--- START Data rows ---

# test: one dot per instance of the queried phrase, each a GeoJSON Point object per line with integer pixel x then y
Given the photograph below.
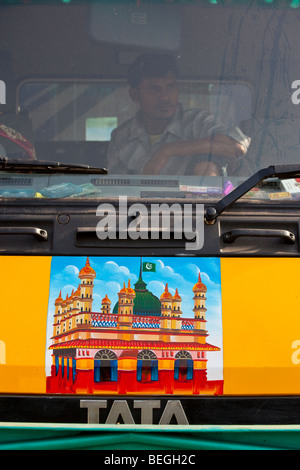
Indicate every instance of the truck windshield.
{"type": "Point", "coordinates": [183, 99]}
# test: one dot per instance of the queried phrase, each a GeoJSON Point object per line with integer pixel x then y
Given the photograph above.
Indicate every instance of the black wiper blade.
{"type": "Point", "coordinates": [44, 166]}
{"type": "Point", "coordinates": [279, 171]}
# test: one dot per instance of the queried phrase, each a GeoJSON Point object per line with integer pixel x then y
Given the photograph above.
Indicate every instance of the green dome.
{"type": "Point", "coordinates": [144, 303]}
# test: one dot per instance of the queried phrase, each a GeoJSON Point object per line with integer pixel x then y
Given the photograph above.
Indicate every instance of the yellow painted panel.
{"type": "Point", "coordinates": [261, 325]}
{"type": "Point", "coordinates": [24, 288]}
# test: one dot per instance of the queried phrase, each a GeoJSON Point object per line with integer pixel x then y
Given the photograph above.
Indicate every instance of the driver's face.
{"type": "Point", "coordinates": [157, 97]}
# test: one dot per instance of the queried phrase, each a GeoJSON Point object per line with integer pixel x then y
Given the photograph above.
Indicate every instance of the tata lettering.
{"type": "Point", "coordinates": [120, 409]}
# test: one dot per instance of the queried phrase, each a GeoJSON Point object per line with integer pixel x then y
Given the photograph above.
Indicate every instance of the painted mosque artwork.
{"type": "Point", "coordinates": [139, 344]}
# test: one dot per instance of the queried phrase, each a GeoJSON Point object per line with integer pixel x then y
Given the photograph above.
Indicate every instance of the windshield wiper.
{"type": "Point", "coordinates": [44, 166]}
{"type": "Point", "coordinates": [279, 171]}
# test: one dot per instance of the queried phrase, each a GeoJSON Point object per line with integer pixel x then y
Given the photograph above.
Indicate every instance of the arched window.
{"type": "Point", "coordinates": [147, 366]}
{"type": "Point", "coordinates": [184, 365]}
{"type": "Point", "coordinates": [105, 366]}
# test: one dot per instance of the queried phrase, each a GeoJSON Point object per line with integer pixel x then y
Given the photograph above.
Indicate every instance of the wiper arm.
{"type": "Point", "coordinates": [280, 171]}
{"type": "Point", "coordinates": [44, 166]}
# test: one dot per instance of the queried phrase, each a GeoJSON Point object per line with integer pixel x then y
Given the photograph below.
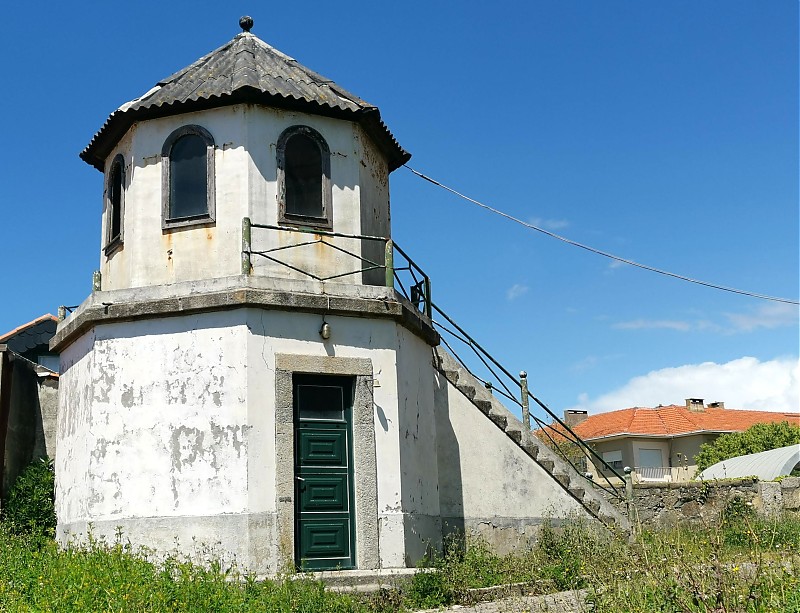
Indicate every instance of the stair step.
{"type": "Point", "coordinates": [578, 492]}
{"type": "Point", "coordinates": [500, 419]}
{"type": "Point", "coordinates": [467, 390]}
{"type": "Point", "coordinates": [484, 405]}
{"type": "Point", "coordinates": [562, 478]}
{"type": "Point", "coordinates": [451, 375]}
{"type": "Point", "coordinates": [530, 447]}
{"type": "Point", "coordinates": [515, 434]}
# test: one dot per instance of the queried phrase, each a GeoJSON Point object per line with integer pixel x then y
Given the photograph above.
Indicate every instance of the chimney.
{"type": "Point", "coordinates": [695, 404]}
{"type": "Point", "coordinates": [573, 418]}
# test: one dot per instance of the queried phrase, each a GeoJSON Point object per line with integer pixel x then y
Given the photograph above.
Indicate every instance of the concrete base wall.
{"type": "Point", "coordinates": [488, 486]}
{"type": "Point", "coordinates": [671, 504]}
{"type": "Point", "coordinates": [182, 427]}
{"type": "Point", "coordinates": [27, 417]}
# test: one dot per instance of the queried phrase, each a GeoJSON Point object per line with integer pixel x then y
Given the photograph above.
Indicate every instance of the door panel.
{"type": "Point", "coordinates": [324, 525]}
{"type": "Point", "coordinates": [321, 447]}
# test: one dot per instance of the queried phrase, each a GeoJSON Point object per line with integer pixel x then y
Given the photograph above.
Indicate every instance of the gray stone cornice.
{"type": "Point", "coordinates": [243, 291]}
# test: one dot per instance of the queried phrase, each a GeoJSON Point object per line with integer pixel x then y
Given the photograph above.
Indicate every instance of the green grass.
{"type": "Point", "coordinates": [741, 564]}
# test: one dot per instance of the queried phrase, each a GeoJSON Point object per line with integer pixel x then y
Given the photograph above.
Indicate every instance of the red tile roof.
{"type": "Point", "coordinates": [674, 420]}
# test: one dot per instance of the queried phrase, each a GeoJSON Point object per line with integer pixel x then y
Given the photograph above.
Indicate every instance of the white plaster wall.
{"type": "Point", "coordinates": [246, 139]}
{"type": "Point", "coordinates": [153, 420]}
{"type": "Point", "coordinates": [150, 256]}
{"type": "Point", "coordinates": [484, 476]}
{"type": "Point", "coordinates": [167, 424]}
{"type": "Point", "coordinates": [418, 453]}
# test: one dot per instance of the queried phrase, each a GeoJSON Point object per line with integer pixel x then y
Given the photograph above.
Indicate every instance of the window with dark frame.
{"type": "Point", "coordinates": [188, 177]}
{"type": "Point", "coordinates": [304, 189]}
{"type": "Point", "coordinates": [115, 191]}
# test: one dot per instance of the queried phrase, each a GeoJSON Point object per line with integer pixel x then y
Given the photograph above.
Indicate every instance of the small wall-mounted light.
{"type": "Point", "coordinates": [325, 330]}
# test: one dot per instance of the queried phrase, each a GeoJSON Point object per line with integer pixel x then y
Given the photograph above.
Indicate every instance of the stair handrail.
{"type": "Point", "coordinates": [484, 355]}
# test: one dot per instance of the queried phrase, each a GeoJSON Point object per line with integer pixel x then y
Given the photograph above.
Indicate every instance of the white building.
{"type": "Point", "coordinates": [243, 376]}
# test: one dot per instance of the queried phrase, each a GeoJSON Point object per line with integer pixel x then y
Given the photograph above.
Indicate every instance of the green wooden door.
{"type": "Point", "coordinates": [323, 468]}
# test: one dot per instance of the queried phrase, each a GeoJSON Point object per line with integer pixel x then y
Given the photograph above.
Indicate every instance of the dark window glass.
{"type": "Point", "coordinates": [115, 201]}
{"type": "Point", "coordinates": [303, 177]}
{"type": "Point", "coordinates": [188, 180]}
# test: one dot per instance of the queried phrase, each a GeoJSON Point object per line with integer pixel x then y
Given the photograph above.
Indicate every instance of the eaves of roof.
{"type": "Point", "coordinates": [246, 70]}
{"type": "Point", "coordinates": [621, 435]}
{"type": "Point", "coordinates": [43, 318]}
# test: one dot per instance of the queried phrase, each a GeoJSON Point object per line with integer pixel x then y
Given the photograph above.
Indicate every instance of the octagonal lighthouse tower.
{"type": "Point", "coordinates": [244, 374]}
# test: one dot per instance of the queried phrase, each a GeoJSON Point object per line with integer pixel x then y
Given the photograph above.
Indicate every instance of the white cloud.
{"type": "Point", "coordinates": [516, 290]}
{"type": "Point", "coordinates": [768, 316]}
{"type": "Point", "coordinates": [745, 383]}
{"type": "Point", "coordinates": [650, 324]}
{"type": "Point", "coordinates": [549, 224]}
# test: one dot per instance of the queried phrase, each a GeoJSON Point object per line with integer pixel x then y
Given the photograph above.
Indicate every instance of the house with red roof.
{"type": "Point", "coordinates": [660, 443]}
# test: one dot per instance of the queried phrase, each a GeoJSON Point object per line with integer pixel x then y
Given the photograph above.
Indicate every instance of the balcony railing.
{"type": "Point", "coordinates": [390, 266]}
{"type": "Point", "coordinates": [378, 260]}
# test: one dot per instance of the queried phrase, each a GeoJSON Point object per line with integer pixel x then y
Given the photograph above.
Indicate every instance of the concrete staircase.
{"type": "Point", "coordinates": [574, 483]}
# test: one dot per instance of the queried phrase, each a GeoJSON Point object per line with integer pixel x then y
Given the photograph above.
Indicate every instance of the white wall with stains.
{"type": "Point", "coordinates": [171, 422]}
{"type": "Point", "coordinates": [245, 160]}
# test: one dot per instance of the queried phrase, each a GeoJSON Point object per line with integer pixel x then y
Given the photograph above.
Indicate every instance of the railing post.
{"type": "Point", "coordinates": [246, 233]}
{"type": "Point", "coordinates": [428, 297]}
{"type": "Point", "coordinates": [389, 262]}
{"type": "Point", "coordinates": [526, 410]}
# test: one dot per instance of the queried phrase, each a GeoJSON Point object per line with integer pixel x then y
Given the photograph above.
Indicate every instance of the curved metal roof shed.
{"type": "Point", "coordinates": [766, 465]}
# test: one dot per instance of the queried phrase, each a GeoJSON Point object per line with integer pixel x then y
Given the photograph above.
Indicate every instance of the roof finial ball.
{"type": "Point", "coordinates": [246, 22]}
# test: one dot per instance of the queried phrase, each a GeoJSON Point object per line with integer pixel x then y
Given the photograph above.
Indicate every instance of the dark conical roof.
{"type": "Point", "coordinates": [244, 70]}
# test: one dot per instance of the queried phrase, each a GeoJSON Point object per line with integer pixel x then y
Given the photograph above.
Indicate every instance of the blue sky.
{"type": "Point", "coordinates": [665, 133]}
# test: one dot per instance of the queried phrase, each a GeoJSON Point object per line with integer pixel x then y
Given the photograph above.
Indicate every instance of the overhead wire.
{"type": "Point", "coordinates": [611, 256]}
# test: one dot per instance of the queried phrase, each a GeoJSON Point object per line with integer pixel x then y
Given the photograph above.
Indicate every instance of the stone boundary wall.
{"type": "Point", "coordinates": [662, 505]}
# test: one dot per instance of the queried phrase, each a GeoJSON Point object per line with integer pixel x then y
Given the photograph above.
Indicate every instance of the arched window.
{"type": "Point", "coordinates": [115, 194]}
{"type": "Point", "coordinates": [187, 188]}
{"type": "Point", "coordinates": [304, 177]}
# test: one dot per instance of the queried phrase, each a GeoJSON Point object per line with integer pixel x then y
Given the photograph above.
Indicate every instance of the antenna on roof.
{"type": "Point", "coordinates": [245, 22]}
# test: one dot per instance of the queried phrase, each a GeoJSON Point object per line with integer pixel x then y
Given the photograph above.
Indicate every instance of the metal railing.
{"type": "Point", "coordinates": [658, 473]}
{"type": "Point", "coordinates": [400, 271]}
{"type": "Point", "coordinates": [403, 274]}
{"type": "Point", "coordinates": [551, 429]}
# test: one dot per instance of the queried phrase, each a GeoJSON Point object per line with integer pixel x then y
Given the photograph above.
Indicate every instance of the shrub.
{"type": "Point", "coordinates": [760, 437]}
{"type": "Point", "coordinates": [29, 508]}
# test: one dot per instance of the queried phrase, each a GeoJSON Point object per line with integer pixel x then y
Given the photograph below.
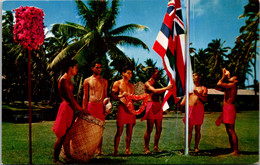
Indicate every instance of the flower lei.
{"type": "Point", "coordinates": [28, 28]}
{"type": "Point", "coordinates": [130, 105]}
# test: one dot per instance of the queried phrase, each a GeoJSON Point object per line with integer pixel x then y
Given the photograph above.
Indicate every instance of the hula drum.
{"type": "Point", "coordinates": [82, 139]}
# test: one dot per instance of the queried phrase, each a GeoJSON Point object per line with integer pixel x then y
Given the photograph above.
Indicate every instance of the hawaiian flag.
{"type": "Point", "coordinates": [170, 45]}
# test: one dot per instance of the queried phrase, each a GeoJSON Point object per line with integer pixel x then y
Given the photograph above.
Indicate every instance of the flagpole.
{"type": "Point", "coordinates": [187, 63]}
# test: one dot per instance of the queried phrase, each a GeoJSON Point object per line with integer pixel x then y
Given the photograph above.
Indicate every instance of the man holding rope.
{"type": "Point", "coordinates": [65, 114]}
{"type": "Point", "coordinates": [95, 92]}
{"type": "Point", "coordinates": [120, 88]}
{"type": "Point", "coordinates": [154, 112]}
{"type": "Point", "coordinates": [196, 110]}
{"type": "Point", "coordinates": [228, 117]}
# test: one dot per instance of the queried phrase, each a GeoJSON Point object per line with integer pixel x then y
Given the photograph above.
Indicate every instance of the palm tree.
{"type": "Point", "coordinates": [97, 37]}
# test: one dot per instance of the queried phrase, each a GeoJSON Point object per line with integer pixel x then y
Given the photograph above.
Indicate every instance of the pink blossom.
{"type": "Point", "coordinates": [28, 30]}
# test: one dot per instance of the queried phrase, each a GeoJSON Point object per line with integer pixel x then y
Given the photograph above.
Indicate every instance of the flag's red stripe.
{"type": "Point", "coordinates": [157, 47]}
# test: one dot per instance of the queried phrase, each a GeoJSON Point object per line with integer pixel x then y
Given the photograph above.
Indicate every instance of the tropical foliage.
{"type": "Point", "coordinates": [98, 37]}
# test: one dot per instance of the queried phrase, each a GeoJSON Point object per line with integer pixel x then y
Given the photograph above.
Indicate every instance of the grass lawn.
{"type": "Point", "coordinates": [213, 145]}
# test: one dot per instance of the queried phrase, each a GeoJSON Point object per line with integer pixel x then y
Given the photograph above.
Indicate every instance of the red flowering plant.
{"type": "Point", "coordinates": [28, 28]}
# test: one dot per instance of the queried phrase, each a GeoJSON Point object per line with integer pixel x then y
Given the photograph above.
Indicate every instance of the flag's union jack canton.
{"type": "Point", "coordinates": [170, 46]}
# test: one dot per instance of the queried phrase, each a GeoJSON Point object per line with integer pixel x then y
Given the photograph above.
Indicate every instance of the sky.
{"type": "Point", "coordinates": [209, 20]}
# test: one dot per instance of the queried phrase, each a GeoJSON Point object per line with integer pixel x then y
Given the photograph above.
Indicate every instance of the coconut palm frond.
{"type": "Point", "coordinates": [128, 28]}
{"type": "Point", "coordinates": [72, 30]}
{"type": "Point", "coordinates": [68, 52]}
{"type": "Point", "coordinates": [127, 40]}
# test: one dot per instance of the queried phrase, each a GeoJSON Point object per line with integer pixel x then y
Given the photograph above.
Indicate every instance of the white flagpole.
{"type": "Point", "coordinates": [187, 63]}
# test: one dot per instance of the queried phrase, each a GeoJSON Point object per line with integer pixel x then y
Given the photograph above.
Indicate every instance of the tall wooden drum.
{"type": "Point", "coordinates": [82, 139]}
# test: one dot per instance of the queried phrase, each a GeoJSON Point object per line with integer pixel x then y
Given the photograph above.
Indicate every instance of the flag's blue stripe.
{"type": "Point", "coordinates": [170, 9]}
{"type": "Point", "coordinates": [166, 30]}
{"type": "Point", "coordinates": [178, 13]}
{"type": "Point", "coordinates": [179, 29]}
{"type": "Point", "coordinates": [180, 90]}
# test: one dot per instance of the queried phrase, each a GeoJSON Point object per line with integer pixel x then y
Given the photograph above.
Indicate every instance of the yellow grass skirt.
{"type": "Point", "coordinates": [82, 139]}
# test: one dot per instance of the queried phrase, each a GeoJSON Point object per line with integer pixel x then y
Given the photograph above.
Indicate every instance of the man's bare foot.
{"type": "Point", "coordinates": [147, 152]}
{"type": "Point", "coordinates": [115, 153]}
{"type": "Point", "coordinates": [127, 152]}
{"type": "Point", "coordinates": [100, 153]}
{"type": "Point", "coordinates": [55, 161]}
{"type": "Point", "coordinates": [235, 153]}
{"type": "Point", "coordinates": [156, 149]}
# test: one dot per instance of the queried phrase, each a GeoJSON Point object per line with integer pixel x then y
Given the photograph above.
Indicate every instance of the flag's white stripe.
{"type": "Point", "coordinates": [191, 85]}
{"type": "Point", "coordinates": [170, 69]}
{"type": "Point", "coordinates": [163, 40]}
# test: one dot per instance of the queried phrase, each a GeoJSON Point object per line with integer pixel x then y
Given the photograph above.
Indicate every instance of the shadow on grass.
{"type": "Point", "coordinates": [220, 152]}
{"type": "Point", "coordinates": [104, 160]}
{"type": "Point", "coordinates": [214, 152]}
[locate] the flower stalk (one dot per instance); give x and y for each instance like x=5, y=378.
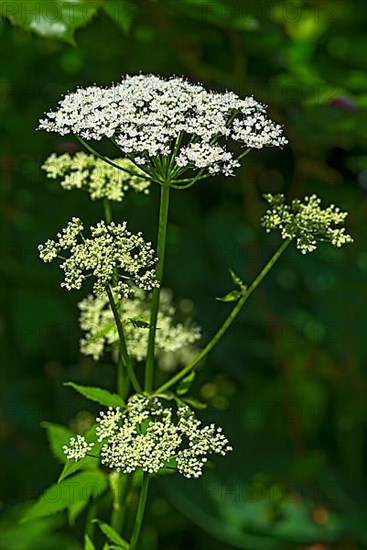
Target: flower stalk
x=161, y=246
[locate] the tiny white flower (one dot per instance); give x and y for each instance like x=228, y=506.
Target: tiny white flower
x=100, y=179
x=175, y=342
x=110, y=250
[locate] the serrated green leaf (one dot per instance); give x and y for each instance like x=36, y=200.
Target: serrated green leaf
x=58, y=19
x=88, y=544
x=236, y=279
x=57, y=436
x=75, y=509
x=232, y=296
x=186, y=383
x=139, y=322
x=59, y=497
x=121, y=11
x=112, y=535
x=99, y=395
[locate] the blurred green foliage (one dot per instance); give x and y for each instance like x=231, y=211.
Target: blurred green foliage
x=289, y=382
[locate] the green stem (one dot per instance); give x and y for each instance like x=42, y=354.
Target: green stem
x=227, y=323
x=123, y=348
x=161, y=246
x=89, y=525
x=140, y=512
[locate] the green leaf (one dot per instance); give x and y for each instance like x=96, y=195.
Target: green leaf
x=186, y=383
x=121, y=11
x=194, y=403
x=112, y=535
x=59, y=497
x=101, y=396
x=75, y=509
x=88, y=544
x=57, y=436
x=139, y=322
x=58, y=19
x=232, y=296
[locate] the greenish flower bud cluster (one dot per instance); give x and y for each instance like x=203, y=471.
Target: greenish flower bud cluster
x=110, y=251
x=99, y=179
x=305, y=222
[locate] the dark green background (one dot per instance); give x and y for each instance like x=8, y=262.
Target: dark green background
x=289, y=382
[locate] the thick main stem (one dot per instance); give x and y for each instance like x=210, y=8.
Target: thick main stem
x=161, y=246
x=123, y=348
x=140, y=512
x=119, y=504
x=227, y=323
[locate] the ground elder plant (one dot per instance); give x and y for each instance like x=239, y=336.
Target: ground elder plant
x=174, y=134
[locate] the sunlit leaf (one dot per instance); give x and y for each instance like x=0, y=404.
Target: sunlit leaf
x=100, y=395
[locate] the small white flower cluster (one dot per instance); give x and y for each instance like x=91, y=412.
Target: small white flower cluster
x=147, y=115
x=78, y=448
x=149, y=436
x=174, y=341
x=305, y=221
x=110, y=251
x=100, y=179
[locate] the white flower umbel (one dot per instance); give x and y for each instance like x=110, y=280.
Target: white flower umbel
x=306, y=222
x=175, y=342
x=98, y=178
x=111, y=251
x=149, y=436
x=148, y=117
x=78, y=448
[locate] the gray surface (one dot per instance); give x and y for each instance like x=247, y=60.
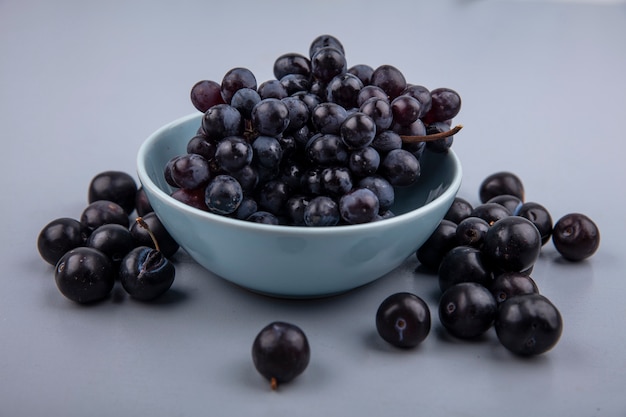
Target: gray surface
x=81, y=87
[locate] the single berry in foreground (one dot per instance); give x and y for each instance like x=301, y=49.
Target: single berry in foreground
x=403, y=320
x=280, y=352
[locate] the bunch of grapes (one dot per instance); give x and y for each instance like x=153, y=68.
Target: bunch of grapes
x=322, y=144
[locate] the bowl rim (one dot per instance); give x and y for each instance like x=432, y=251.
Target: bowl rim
x=147, y=182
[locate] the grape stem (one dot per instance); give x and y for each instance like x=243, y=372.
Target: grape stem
x=430, y=138
x=141, y=222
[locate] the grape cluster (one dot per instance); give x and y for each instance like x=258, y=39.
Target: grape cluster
x=322, y=144
x=101, y=247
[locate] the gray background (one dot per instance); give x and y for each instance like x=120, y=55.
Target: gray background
x=83, y=83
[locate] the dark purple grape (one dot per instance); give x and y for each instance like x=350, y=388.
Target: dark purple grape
x=323, y=41
x=359, y=206
x=464, y=264
x=344, y=89
x=272, y=89
x=233, y=153
x=467, y=310
x=116, y=186
x=206, y=94
x=59, y=237
x=291, y=63
x=400, y=167
x=263, y=217
x=471, y=231
x=511, y=202
x=336, y=181
x=270, y=117
x=363, y=72
x=386, y=141
x=114, y=240
x=222, y=120
x=223, y=194
x=442, y=240
x=358, y=130
x=528, y=325
x=405, y=109
x=380, y=112
x=364, y=161
x=280, y=352
x=84, y=275
x=321, y=211
x=327, y=117
x=167, y=245
x=244, y=101
x=490, y=212
x=146, y=274
x=445, y=105
x=512, y=244
x=459, y=210
x=403, y=320
x=102, y=212
x=390, y=79
x=500, y=183
x=540, y=217
x=327, y=63
x=382, y=188
x=193, y=198
x=236, y=79
x=511, y=284
x=190, y=171
x=576, y=237
x=327, y=149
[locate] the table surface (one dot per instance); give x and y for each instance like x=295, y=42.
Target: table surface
x=84, y=83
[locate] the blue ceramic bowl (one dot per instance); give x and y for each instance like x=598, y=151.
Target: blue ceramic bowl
x=290, y=261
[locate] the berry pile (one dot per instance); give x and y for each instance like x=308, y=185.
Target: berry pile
x=322, y=144
x=102, y=246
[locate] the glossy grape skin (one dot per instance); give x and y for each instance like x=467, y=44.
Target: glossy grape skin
x=390, y=79
x=84, y=275
x=540, y=217
x=467, y=310
x=270, y=117
x=321, y=211
x=235, y=79
x=403, y=320
x=360, y=205
x=114, y=240
x=101, y=212
x=327, y=63
x=576, y=237
x=358, y=130
x=222, y=120
x=445, y=105
x=471, y=231
x=59, y=237
x=512, y=244
x=116, y=186
x=464, y=264
x=167, y=244
x=146, y=274
x=511, y=284
x=281, y=352
x=291, y=63
x=528, y=325
x=223, y=194
x=382, y=188
x=459, y=210
x=442, y=240
x=500, y=183
x=206, y=94
x=400, y=167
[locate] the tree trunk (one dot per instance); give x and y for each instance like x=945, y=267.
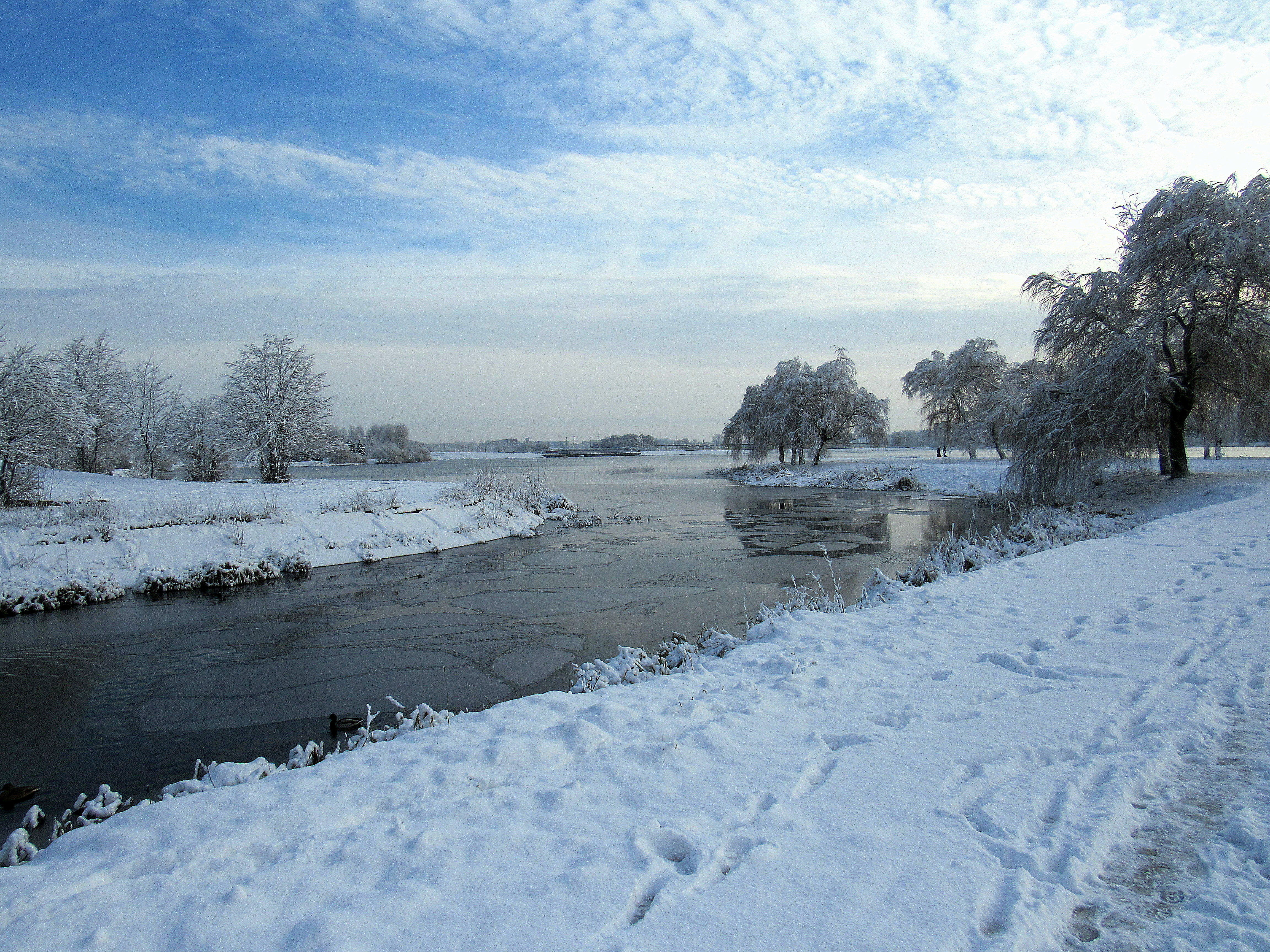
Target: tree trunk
x=996, y=445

--- END Data rows ---

* _Instructions for the task_
Retype everything in the data above from the line containing "[locate] the serrated" down to the line containing "x=305, y=222", including both of those lines.

* _Finished answer_
[locate] the serrated green leaf (one dot per instance); give x and y for each instance like x=36, y=200.
Target: serrated green leaf
x=58, y=19
x=88, y=544
x=236, y=279
x=57, y=436
x=75, y=509
x=232, y=296
x=186, y=383
x=139, y=322
x=59, y=497
x=121, y=11
x=112, y=535
x=99, y=395
[locate] the blurred green foliage (one dot per instance); give x and y for each instance like x=231, y=211.
Target: blurred green foliage
x=289, y=382
[locate] the green stem (one dot per instance); give x and y for each instance like x=42, y=354.
Target: green stem
x=227, y=323
x=123, y=348
x=161, y=246
x=89, y=525
x=140, y=512
[locate] the green leaf (one dot per instance); give x and y for each instance like x=96, y=195.
Target: green leaf
x=186, y=383
x=121, y=11
x=194, y=403
x=112, y=535
x=59, y=497
x=101, y=396
x=75, y=509
x=88, y=544
x=57, y=436
x=139, y=322
x=58, y=19
x=232, y=296
[locate] the greenish flower bud cluster (one dot per instance); give x and y for each instance like x=203, y=471.
Target: greenish flower bud cluster
x=110, y=251
x=99, y=179
x=305, y=222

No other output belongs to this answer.